---------- Available records ----------
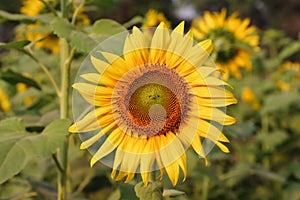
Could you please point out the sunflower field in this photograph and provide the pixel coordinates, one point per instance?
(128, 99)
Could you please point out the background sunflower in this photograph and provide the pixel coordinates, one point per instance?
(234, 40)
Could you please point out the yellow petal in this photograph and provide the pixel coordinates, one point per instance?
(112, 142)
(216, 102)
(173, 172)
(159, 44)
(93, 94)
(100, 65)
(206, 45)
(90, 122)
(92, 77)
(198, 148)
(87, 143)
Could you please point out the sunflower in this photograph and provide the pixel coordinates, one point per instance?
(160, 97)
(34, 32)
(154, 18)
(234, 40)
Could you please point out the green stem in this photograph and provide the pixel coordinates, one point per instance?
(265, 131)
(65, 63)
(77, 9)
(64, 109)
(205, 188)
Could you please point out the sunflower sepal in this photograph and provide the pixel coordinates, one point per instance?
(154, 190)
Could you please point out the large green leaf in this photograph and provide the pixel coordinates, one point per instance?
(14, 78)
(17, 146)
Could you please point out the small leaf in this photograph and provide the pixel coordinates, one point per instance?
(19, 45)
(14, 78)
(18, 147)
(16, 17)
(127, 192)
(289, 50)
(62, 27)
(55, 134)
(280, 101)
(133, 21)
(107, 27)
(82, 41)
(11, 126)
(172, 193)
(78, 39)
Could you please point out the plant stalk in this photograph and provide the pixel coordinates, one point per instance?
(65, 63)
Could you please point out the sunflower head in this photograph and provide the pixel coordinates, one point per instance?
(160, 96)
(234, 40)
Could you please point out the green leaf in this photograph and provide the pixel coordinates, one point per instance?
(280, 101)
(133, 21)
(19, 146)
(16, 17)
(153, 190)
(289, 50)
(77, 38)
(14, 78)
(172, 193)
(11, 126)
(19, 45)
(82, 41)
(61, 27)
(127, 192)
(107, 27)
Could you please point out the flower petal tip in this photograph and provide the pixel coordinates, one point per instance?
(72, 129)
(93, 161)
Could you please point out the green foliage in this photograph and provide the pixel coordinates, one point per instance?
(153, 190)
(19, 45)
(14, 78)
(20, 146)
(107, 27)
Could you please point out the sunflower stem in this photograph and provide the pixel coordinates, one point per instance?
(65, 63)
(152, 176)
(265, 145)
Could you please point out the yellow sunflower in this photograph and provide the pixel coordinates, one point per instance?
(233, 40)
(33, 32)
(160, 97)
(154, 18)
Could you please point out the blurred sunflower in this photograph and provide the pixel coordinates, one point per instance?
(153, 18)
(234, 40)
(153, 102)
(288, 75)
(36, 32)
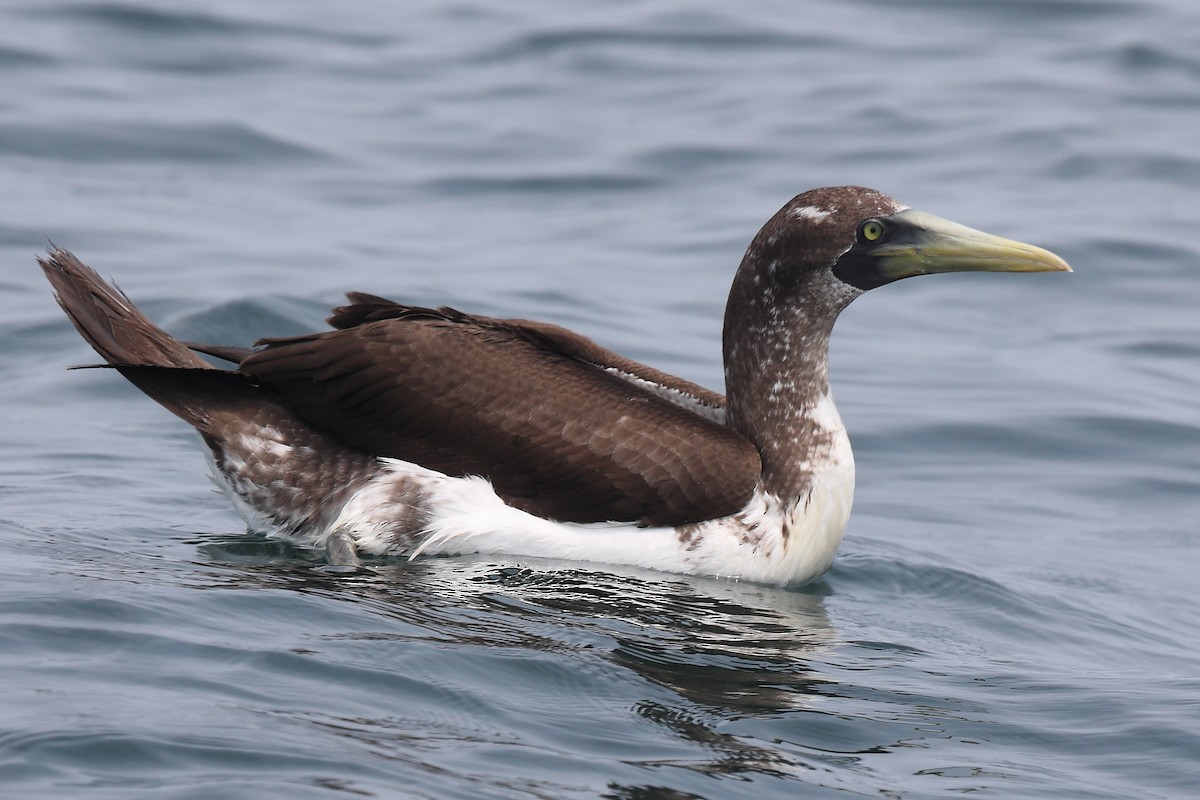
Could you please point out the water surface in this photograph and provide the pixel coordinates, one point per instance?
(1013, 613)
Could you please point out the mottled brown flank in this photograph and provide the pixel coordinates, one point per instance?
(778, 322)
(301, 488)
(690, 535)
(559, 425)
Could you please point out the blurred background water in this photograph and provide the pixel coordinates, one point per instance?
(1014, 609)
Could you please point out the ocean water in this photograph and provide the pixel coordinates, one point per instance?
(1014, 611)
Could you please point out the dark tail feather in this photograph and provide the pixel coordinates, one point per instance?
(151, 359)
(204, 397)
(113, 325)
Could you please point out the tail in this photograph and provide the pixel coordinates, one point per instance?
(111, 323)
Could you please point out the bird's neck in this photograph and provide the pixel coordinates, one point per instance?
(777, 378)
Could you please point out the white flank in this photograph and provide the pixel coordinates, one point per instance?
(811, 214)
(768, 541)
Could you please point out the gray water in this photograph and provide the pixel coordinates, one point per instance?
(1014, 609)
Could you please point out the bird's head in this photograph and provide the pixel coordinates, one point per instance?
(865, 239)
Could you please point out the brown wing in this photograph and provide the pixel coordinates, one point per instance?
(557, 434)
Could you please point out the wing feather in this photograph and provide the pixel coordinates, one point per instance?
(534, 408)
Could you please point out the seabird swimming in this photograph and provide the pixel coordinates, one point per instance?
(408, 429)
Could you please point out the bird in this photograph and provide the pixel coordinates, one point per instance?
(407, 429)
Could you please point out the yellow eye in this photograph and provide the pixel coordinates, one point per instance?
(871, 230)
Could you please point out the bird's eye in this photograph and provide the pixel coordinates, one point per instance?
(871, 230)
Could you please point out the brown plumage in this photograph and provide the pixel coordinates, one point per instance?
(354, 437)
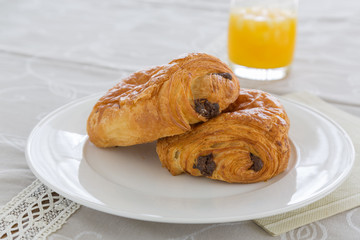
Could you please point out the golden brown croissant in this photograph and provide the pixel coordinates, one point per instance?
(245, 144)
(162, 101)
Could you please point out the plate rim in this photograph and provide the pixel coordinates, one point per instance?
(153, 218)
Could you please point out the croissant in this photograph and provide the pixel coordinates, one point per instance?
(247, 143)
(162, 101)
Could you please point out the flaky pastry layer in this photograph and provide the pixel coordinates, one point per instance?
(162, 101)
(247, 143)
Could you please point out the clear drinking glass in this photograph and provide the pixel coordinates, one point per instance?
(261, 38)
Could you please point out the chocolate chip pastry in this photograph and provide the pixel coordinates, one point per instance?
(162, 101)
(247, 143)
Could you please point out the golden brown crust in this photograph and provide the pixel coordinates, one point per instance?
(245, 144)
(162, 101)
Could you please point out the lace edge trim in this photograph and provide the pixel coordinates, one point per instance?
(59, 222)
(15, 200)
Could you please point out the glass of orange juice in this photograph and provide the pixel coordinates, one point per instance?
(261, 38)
----------
* [Objective]
Reproduce all of the lines above word for word, leaving out the pictures.

* [Answer to this task]
Could you please point out the sunflower field in this photograph and provide the pixel coordinates, one point per instance?
(128, 99)
Could you please point out the background sunflower in this photograph and provide the pixel coordinates, one point per instance?
(234, 40)
Could you please point out the yellow petal in this photograph and provide the pixel coordinates, one point per instance?
(112, 142)
(216, 102)
(173, 172)
(159, 44)
(93, 94)
(100, 65)
(206, 45)
(90, 122)
(92, 77)
(198, 148)
(87, 143)
Could you please point out the sunflower in this photograph and provide the pixel coordinates, one point per instance?
(160, 97)
(34, 32)
(154, 18)
(234, 40)
Could you please point out the green stem in this photograph and provide the pixel coordinates, one point per instance?
(265, 131)
(65, 63)
(77, 9)
(64, 109)
(205, 188)
Could you please point out the sunflower sepal in this photograph and provide the pixel coordinates, one point per instance?
(154, 190)
Could you please point out the large green leaf in this photograph and provide the pixel coordinates, one point per instance?
(14, 78)
(17, 146)
Could you please point out the small leaf in this photograph and provide the pixel coordinates, one point per instance?
(19, 45)
(14, 78)
(18, 147)
(16, 17)
(127, 192)
(289, 50)
(62, 27)
(55, 134)
(280, 101)
(133, 21)
(107, 27)
(82, 41)
(11, 126)
(172, 193)
(78, 39)
Could you please point out the plant stalk in this photograph and provide the pixel coordinates, one point per instance?
(65, 63)
Could you please point out the sunflower head in this photograph and provide the pixel coordinates, one point per instance?
(160, 96)
(234, 40)
Could you please point out the green leaf in this photograph and provide the pixel coordinates, one point per instance?
(280, 101)
(133, 21)
(19, 146)
(16, 17)
(153, 190)
(289, 50)
(77, 38)
(14, 78)
(172, 193)
(11, 126)
(19, 45)
(82, 41)
(61, 27)
(127, 192)
(107, 27)
Could you please point out the flower petal tip in this photograph and provide the pixel coordinates, one point per instance?
(72, 129)
(93, 161)
Could you please point out the green foliage in this photograph and provide the pixel coordinates, one point per instance?
(153, 190)
(19, 45)
(14, 78)
(20, 146)
(107, 27)
Could you please point out the sunflower stem in this photograph and provide the pixel coordinates, one point per instance?
(65, 63)
(152, 176)
(265, 145)
Could you please point out the yellow sunflower in this photograph and provide the pixel coordinates, one point per instance?
(233, 40)
(33, 32)
(160, 97)
(154, 18)
Could you please point out the blurred sunflower in this photograph and provide the pixel coordinates, one point per instance?
(153, 18)
(234, 40)
(153, 102)
(288, 75)
(36, 32)
Could you please point out the water surface in this photograph and provide the pixel coordinates, one point per instance?
(1013, 613)
Could you please point out the mottled brown flank in this photograph and provide the pixel coordinates, one point per instance?
(778, 322)
(301, 488)
(690, 535)
(559, 425)
Could you please point out the blurred background water in this photograph and provide the pixel coordinates, one point per instance?
(1014, 609)
Could you please point out the ocean water in this photograph and provide the pixel coordinates, one point per instance?
(1014, 611)
Could you please point out the dark tail feather in this photograph and provide the pixel coordinates, one point per instance?
(151, 359)
(204, 397)
(113, 325)
Could you please point out the tail in this photograph and provide the pixel coordinates, one point per instance?
(111, 323)
Could you please point out the bird's neck in this photograph and provide the pixel coordinates, one point per instance?
(777, 378)
Could you please point out the white flank in this photograph and provide the pixel coordinates, one point per instance?
(811, 214)
(768, 541)
Could you please point out the gray water in this photograph and provide the pixel coordinates, one point per instance?
(1014, 609)
Could you please point out the bird's head in this photograph and provide the pixel coordinates, one point per instance?
(865, 239)
Could you please point out the brown wing in this photograph and provide the pixel coordinates, one point per instance?
(557, 434)
Could you please point out the wing feather in this photograph and provide the pixel coordinates, one point per instance?
(534, 408)
Could you please point out the seabird swimming in this photograph and provide the pixel coordinates, one point per instance?
(408, 429)
Could you please point out the bird in this photograph and provide the pixel coordinates, one point per instance?
(407, 429)
Could you please point out the yellow eye in this photograph and provide the pixel coordinates, one point per instance?
(871, 230)
Could you please point out the bird's eye in this photograph and provide the pixel coordinates, one point per instance?
(871, 230)
Could you please point out the brown plumage in this photograph and provide the pixel coordinates, one point per instance?
(354, 437)
Could you please point out the golden brown croissant in this photograph and provide the pixel coordinates, one point per instance?
(245, 144)
(162, 101)
Could you please point out the plate rim in this photograph and provide the pixel coordinates, one point per instance?
(153, 218)
Could you please point out the croissant in this photograph and provide the pixel coordinates, one point per instance?
(247, 143)
(162, 101)
Could you please point out the flaky pastry layer in this photograph and provide the pixel coordinates, one point per instance?
(162, 101)
(247, 143)
Could you please point out the clear drinking glass in this photograph and provide the pixel coordinates, one point per instance?
(261, 38)
Could you please point out the chocolate chip pastry in this photograph and provide the pixel coordinates, one point per instance?
(162, 101)
(247, 143)
Could you please point out the golden brown crust in this photograph and provide the pixel coordinates, one point per instance?
(245, 144)
(162, 101)
Could you please point out the lace edge trim in this photograph and provide the pixel coordinates, one point per instance?
(59, 222)
(15, 200)
Could you please point out the glass of orange juice in this photograph and provide the pixel coordinates, one point per instance?
(261, 38)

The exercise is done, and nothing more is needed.